In your answer, repeat each line of the data exactly.
===== Material provided =====
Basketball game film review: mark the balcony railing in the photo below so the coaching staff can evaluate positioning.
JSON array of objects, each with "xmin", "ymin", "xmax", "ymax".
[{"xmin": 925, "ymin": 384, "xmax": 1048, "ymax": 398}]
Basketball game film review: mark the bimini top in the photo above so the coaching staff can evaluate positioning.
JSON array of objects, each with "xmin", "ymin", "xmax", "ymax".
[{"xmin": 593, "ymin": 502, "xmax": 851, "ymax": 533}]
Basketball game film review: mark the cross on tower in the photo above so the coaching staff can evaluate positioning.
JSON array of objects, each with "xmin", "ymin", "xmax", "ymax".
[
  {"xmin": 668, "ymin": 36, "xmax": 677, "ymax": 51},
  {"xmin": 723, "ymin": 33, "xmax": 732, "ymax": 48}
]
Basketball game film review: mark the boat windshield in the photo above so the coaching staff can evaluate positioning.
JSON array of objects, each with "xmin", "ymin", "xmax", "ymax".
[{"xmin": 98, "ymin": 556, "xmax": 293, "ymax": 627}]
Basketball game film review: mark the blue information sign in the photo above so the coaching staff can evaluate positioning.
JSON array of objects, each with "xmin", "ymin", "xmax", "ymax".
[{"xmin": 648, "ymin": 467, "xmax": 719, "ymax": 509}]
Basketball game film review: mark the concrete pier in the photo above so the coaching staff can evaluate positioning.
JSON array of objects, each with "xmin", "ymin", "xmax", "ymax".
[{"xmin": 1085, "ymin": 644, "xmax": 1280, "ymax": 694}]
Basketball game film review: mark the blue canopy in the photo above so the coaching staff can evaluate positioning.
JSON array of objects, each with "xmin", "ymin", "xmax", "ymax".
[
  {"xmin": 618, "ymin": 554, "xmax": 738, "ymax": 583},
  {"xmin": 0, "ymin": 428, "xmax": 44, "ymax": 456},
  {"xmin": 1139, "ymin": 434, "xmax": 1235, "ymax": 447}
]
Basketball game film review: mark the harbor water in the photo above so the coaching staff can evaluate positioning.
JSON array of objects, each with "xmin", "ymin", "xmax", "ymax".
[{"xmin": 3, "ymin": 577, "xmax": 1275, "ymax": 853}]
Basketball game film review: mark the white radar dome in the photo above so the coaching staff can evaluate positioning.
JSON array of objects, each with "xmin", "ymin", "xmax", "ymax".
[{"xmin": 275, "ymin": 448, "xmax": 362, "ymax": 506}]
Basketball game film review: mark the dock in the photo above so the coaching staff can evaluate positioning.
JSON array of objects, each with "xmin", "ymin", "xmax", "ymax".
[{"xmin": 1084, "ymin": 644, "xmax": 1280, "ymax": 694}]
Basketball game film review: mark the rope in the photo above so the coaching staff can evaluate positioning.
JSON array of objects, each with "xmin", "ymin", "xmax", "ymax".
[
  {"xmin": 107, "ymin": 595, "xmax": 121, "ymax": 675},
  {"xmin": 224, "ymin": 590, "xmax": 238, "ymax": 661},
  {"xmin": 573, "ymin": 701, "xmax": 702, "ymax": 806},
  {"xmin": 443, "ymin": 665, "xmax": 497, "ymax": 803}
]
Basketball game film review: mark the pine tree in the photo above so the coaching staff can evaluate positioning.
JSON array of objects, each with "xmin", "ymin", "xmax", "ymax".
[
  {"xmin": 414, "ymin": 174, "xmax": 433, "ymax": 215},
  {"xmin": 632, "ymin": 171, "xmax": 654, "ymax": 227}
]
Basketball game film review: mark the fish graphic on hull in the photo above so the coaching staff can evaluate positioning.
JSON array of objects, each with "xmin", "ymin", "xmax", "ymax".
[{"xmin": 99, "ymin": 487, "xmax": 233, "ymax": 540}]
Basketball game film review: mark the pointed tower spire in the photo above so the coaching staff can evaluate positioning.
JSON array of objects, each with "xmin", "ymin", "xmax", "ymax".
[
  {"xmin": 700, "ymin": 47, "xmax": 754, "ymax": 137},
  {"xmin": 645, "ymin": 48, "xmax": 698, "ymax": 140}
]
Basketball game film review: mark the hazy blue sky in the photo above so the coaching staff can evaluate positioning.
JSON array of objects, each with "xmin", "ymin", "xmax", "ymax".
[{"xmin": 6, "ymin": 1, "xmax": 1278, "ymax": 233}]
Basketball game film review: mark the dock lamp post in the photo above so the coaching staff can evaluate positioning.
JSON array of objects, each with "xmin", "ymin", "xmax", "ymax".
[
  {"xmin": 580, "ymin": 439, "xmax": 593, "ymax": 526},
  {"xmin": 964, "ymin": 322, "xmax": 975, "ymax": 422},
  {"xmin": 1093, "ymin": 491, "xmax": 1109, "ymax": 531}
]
=====
__Problem solution__.
Basketball game film review: mark the balcony railing in the photo below so the coaching staff can evaluate positioning.
JSON array of objects, each with "xmin", "ymin", "xmax", "ymax".
[{"xmin": 925, "ymin": 384, "xmax": 1048, "ymax": 398}]
Basketball game film review: mark the bimini top in the photo above so the coaching staff can evaluate positioning.
JSON array of objects, each with "xmin", "ymin", "xmax", "ymax".
[{"xmin": 593, "ymin": 502, "xmax": 851, "ymax": 533}]
Basketball game film review: mark the cross on tower in the photo above so the coaching staff can evaluate positioning.
JSON array of objects, each with "xmin", "ymin", "xmax", "ymax".
[
  {"xmin": 668, "ymin": 36, "xmax": 677, "ymax": 51},
  {"xmin": 723, "ymin": 33, "xmax": 732, "ymax": 48}
]
Basketball game film review: mark the boat windshield in the photo above so the coaching staff can evaluate positioning.
JSON array of objects, each with "xmin", "ymin", "xmax", "ymax".
[{"xmin": 98, "ymin": 556, "xmax": 293, "ymax": 627}]
Basketball game film review: mark the blue information sign in the photo above so the coaching staff can evaluate positioning.
JSON array of objects, each with "xmin", "ymin", "xmax", "ymax".
[{"xmin": 648, "ymin": 467, "xmax": 719, "ymax": 509}]
Basketball game film review: mark the concrete pier in the photo above so the coaching staff can evaluate positioning.
JSON array of objects, each with "xmin", "ymin", "xmax", "ymax".
[{"xmin": 1085, "ymin": 644, "xmax": 1280, "ymax": 694}]
Basketball game film review: mark the blue canopy in the photo above so the coaching staff can evaluate positioning.
JSON array of objects, each with "xmin", "ymin", "xmax", "ymax".
[
  {"xmin": 618, "ymin": 554, "xmax": 738, "ymax": 583},
  {"xmin": 0, "ymin": 428, "xmax": 44, "ymax": 456},
  {"xmin": 1139, "ymin": 434, "xmax": 1235, "ymax": 447}
]
Basketball game film review: mark the harbor water in the photo above so the coaching staff can evaluate positioning.
JSON array of objects, each with "xmin", "ymin", "xmax", "ymax".
[{"xmin": 3, "ymin": 577, "xmax": 1275, "ymax": 853}]
Basketball game film review: mark the white radar dome in the photo above so the coaching staff can evaluate positioning.
JSON array of objects, each with "xmin", "ymin", "xmax", "ymax".
[{"xmin": 275, "ymin": 448, "xmax": 362, "ymax": 506}]
Basketball game film review: mark the dock in the photo above so the coaching staff can evaluate positioning.
JSON array of objects, each with "xmin", "ymin", "xmax", "ymax".
[{"xmin": 1084, "ymin": 644, "xmax": 1280, "ymax": 694}]
Basketball game film review: mark the rope in the photo above so the coaching staff can evaluate positioning.
JSON array of objects, each with "xmin", "ymin", "xmax", "ymax".
[
  {"xmin": 107, "ymin": 595, "xmax": 121, "ymax": 675},
  {"xmin": 224, "ymin": 590, "xmax": 238, "ymax": 661},
  {"xmin": 573, "ymin": 701, "xmax": 702, "ymax": 806},
  {"xmin": 443, "ymin": 665, "xmax": 497, "ymax": 803}
]
Basketball game film review: mark the pine tree in the photo above so the coaching staff can evaluate positioning.
JSON array of objects, each with "xmin", "ymin", "xmax", "ymax".
[
  {"xmin": 414, "ymin": 174, "xmax": 433, "ymax": 215},
  {"xmin": 632, "ymin": 171, "xmax": 654, "ymax": 227}
]
Basketball game film review: mark the fish graphic on hull in the photo above so the coaching staff can evaluate positioning.
JSON array of objects, each with "xmin", "ymin", "xmax", "ymax".
[{"xmin": 99, "ymin": 487, "xmax": 233, "ymax": 540}]
Basketball game film review: mark the pointed tower spire in the photo above so the coaching staff can evaluate positioning.
JSON array of objects, each with "xmin", "ymin", "xmax", "ymax".
[
  {"xmin": 700, "ymin": 47, "xmax": 754, "ymax": 137},
  {"xmin": 645, "ymin": 48, "xmax": 698, "ymax": 140}
]
Basketball game film review: mark the hazy blue sky in the photo above so the coaching staff can evaluate positioning.
JSON array of objects, each with "xmin", "ymin", "xmax", "ymax".
[{"xmin": 6, "ymin": 1, "xmax": 1278, "ymax": 233}]
Basketball game film review: mark the dock lamp post in the photo above so the coaching staff can evaluate positioning.
JSON array of objects, each with "xmin", "ymin", "xmax", "ymax".
[
  {"xmin": 580, "ymin": 439, "xmax": 593, "ymax": 526},
  {"xmin": 964, "ymin": 322, "xmax": 975, "ymax": 422},
  {"xmin": 1093, "ymin": 491, "xmax": 1109, "ymax": 531}
]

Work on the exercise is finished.